__MATERIAL SUPPLIED__

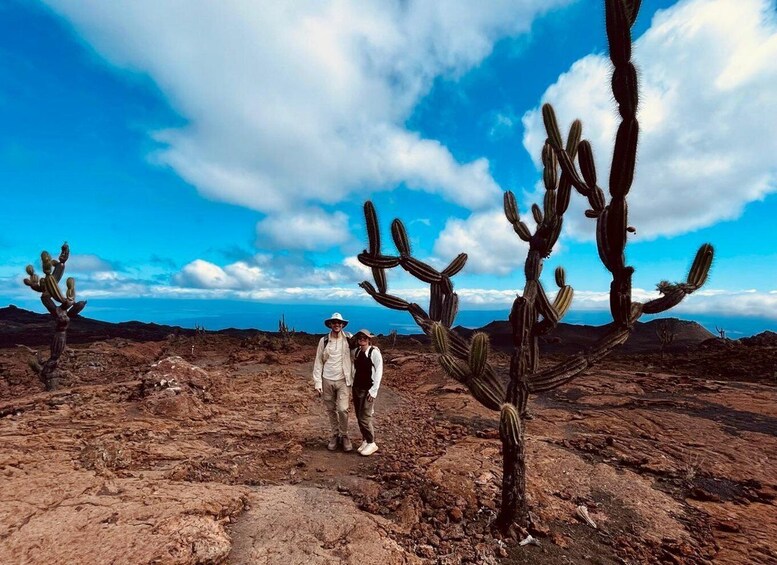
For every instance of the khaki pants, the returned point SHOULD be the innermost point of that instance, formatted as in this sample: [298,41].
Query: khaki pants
[337,397]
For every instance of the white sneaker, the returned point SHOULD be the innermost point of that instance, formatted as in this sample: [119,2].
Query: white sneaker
[369,449]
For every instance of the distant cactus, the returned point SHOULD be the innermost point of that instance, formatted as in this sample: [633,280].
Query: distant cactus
[61,306]
[666,331]
[533,313]
[285,332]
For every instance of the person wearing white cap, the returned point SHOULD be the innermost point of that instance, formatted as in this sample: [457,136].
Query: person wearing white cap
[333,377]
[368,372]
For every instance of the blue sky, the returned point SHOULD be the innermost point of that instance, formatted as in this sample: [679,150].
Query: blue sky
[222,151]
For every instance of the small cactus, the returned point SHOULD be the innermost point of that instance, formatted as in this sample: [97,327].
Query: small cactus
[61,307]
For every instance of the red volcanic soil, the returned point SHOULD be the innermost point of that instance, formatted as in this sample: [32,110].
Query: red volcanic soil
[211,449]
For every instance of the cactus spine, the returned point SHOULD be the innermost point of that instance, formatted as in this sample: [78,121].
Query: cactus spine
[566,165]
[61,307]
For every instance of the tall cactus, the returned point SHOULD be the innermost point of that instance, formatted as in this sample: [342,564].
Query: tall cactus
[566,165]
[62,307]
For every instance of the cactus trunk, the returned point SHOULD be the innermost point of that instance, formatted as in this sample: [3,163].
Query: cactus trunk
[513,509]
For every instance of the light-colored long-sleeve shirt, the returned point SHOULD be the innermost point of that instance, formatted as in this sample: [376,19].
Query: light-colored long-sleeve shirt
[377,369]
[333,360]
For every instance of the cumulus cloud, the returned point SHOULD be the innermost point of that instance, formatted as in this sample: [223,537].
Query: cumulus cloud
[269,276]
[708,112]
[487,238]
[305,229]
[301,103]
[202,274]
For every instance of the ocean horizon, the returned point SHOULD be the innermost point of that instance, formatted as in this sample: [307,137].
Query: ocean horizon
[225,314]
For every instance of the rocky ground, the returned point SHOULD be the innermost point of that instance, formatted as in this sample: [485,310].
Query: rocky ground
[212,450]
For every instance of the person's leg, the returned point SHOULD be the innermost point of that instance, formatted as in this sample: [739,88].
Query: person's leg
[343,409]
[359,405]
[367,413]
[371,447]
[329,396]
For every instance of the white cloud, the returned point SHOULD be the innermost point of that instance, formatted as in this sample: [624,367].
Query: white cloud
[489,241]
[202,274]
[708,112]
[306,229]
[290,104]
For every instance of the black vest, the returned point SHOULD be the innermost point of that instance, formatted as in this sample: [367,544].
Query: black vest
[363,363]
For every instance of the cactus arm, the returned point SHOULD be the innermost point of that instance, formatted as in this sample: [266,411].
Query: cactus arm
[572,367]
[467,362]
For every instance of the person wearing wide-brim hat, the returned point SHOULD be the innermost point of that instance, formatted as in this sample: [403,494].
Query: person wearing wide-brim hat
[368,372]
[333,377]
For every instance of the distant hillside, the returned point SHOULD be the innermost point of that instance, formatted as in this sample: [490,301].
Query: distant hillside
[18,326]
[569,338]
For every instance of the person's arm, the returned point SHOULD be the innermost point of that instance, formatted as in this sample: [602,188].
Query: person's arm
[377,373]
[318,366]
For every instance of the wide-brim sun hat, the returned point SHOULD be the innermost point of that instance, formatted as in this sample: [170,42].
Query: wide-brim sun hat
[336,317]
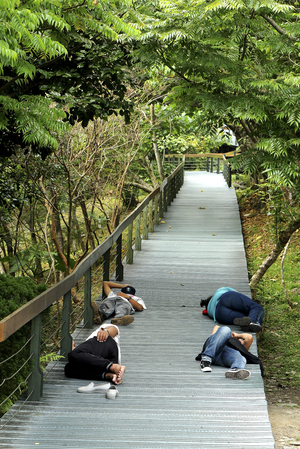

__AIM__
Copy the records above word for word, omitting the pictures.

__CORRECT RESPONSE__
For every instance of the khaki pants, the returned point SHOULD be the innermost point of that instance, formatted as in this sample: [298,41].
Query: khaki pants
[337,397]
For every instance of the white sneaker, the returned point SHOULD be the innermost point of that instance, formatted as in this sample: [119,2].
Query: white sneaker
[369,449]
For every instance of the distant cactus, the returned point SHOULD be the innermost point of that instance, formatted as in this sample: [633,280].
Query: distant cactus
[61,306]
[666,331]
[533,313]
[285,332]
For every instance of the person wearing white cap, the returned point SHOULD be the innermost point of that instance, formatted as in this sample: [457,136].
Query: person wearing white cap
[333,377]
[368,372]
For every instance of the blue sky, the returned point SHOULD be the innermost point of that instance, formatted as in this sample: [679,150].
Query: blue sky
[222,151]
For every instance of the small cactus, the returned point SHOULD be the innermost point of that instance, formatted as in this sample: [97,327].
Query: small cactus
[61,307]
For every instance of the red volcanic soil, the returned point SHOULD be the innermost point of that instance, formatted as in this sample: [32,110].
Query: red volcanic soil
[211,449]
For every instance of the cactus spine, the returned point SHOULD be the innermost point of that instance, formatted as in this sample: [78,121].
Query: cactus spine
[566,165]
[61,307]
For every instance of the tall cactus, the returned point SHOULD be the innermost point of that instance, formatted as in this sample: [342,564].
Query: tall cactus
[566,165]
[62,307]
For every instance of the cactus trunk, the returned point SHOULD be the innermost point of that instance, formatted as in this sample: [3,163].
Query: cactus trunk
[513,509]
For every instance of the light-colored long-sleeve shirt, the returned point SHOULD be the innermost point of that instance, formatted as in this sample: [376,19].
Query: light-colored long-sleeve shirt
[377,369]
[333,360]
For every instance of the cumulus cloud, the returned point SHOULD be the innermost point of that instance, formatted as in this sample: [223,537].
Query: cumulus cloud
[269,276]
[708,112]
[487,238]
[305,229]
[301,103]
[202,274]
For every instance of the ocean horizon, the returned point SHOULD be the innermost point of that instance, formatted as in this sample: [307,137].
Query: ocean horizon
[225,314]
For every instance of the rocky ground, the returned point SHOULD be the innermost point of that instance, formatted as in this sample: [485,310].
Query: rocky ground
[212,450]
For every instance of the person's leg, the returned point SHOULD be the innermost point of that instance, formatted as in this sample: [739,88].
Query: person's leg
[343,409]
[359,405]
[367,413]
[371,447]
[329,396]
For every instance of the white cloud, the returned point SHOULD be the innermost point of that instance, formatted as in this sample: [624,367].
Query: white cloud
[489,241]
[202,274]
[708,112]
[306,229]
[290,104]
For every instance of the black vest, the returned point SHOULD be the innermost point of that instance, formatted as in this sample: [367,544].
Query: black vest
[363,363]
For every instance of the cactus arm, the returned point SHOULD be the innermost point of that instance, formatted as in this sample: [266,411].
Query: cactus arm
[572,367]
[467,362]
For every instance of the person wearing wide-brim hat, the returned point SHOULD be the innermost point of that instance, formatted as in this sample: [403,494].
Query: person wearing wide-brim hat
[368,372]
[333,377]
For every instance of the distant hillside, the returned point SHOULD be the innermost point of that instance, formatted as in this sample: [490,301].
Query: distant hillside
[18,326]
[569,338]
For every instance of the person's arm, the returned point SHOULD be the innermost point of that instance, formatted as in this sample: [602,188].
Query: person's arm
[377,373]
[318,366]
For every instance of the wide-brim sun hat, the returned point SHOULD be the innermost point of that instance, formatted as in this sample: [170,42].
Query: wide-brim sun hat
[336,317]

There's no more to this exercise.